=== TASK OBJECTIVE ===
Reproduce, line for line, the portion of the listing that begins with the line containing "where: concrete sidewalk" and runs through the end of the listing, including both of those lines, and omit the pictures from your answer.

=== MATERIAL FOR THE TASK ===
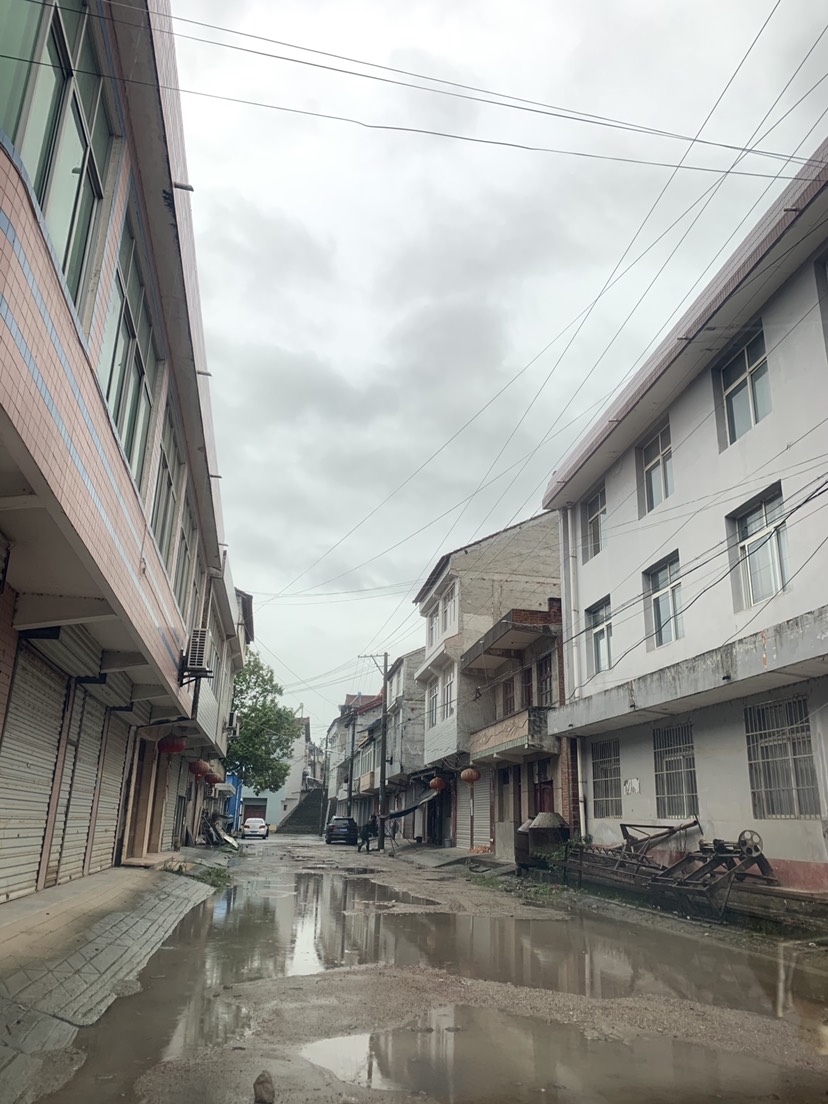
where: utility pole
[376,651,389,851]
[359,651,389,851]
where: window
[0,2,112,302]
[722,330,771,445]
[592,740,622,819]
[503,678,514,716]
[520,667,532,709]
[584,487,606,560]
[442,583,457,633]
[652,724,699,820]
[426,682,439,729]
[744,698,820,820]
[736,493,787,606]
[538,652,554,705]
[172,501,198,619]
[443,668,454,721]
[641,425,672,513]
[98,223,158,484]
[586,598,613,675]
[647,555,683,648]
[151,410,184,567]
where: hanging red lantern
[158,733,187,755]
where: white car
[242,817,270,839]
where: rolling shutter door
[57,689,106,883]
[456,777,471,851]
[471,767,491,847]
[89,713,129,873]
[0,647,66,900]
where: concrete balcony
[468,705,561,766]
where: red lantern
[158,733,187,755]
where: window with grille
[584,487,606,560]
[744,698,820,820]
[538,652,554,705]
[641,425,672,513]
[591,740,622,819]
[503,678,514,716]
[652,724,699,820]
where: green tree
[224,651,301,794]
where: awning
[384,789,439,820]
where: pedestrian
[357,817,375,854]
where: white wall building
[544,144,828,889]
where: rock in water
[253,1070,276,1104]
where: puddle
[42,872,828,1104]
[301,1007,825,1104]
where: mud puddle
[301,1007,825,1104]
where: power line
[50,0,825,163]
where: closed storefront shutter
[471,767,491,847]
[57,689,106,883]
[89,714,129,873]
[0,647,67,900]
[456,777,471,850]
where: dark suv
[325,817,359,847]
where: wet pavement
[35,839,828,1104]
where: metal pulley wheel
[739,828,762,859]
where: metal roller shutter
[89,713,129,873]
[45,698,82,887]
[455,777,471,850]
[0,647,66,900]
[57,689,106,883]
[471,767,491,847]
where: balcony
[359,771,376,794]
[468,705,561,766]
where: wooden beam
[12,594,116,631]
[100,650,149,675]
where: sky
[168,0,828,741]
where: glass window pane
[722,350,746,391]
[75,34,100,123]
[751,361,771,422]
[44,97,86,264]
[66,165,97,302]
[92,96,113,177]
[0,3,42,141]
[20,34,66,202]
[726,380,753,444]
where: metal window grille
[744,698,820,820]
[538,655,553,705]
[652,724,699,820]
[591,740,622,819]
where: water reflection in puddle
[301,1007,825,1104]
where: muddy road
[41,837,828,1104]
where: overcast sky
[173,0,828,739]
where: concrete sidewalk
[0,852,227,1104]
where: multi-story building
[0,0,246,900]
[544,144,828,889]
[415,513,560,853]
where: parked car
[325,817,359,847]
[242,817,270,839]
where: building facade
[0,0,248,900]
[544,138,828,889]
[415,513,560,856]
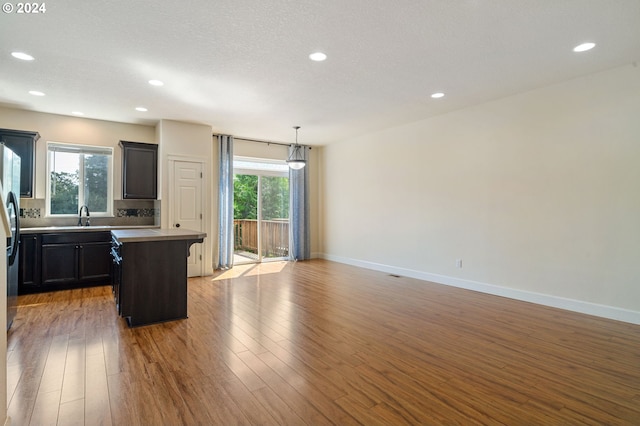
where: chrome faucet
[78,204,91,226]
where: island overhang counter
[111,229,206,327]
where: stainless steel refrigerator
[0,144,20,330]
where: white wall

=== RIGHT ANSWER ===
where: concrete sidewalk
[0,852,227,1104]
where: multi-story building
[0,0,246,900]
[544,144,828,889]
[415,513,560,853]
where: parked car
[325,817,359,847]
[242,817,270,839]
where: building facade
[0,0,248,900]
[544,138,828,889]
[415,513,560,856]
where: chrome faucet
[78,204,91,226]
where: island overhang counter
[111,229,206,327]
where: stainless steel refrigerator
[0,144,20,330]
where: white wall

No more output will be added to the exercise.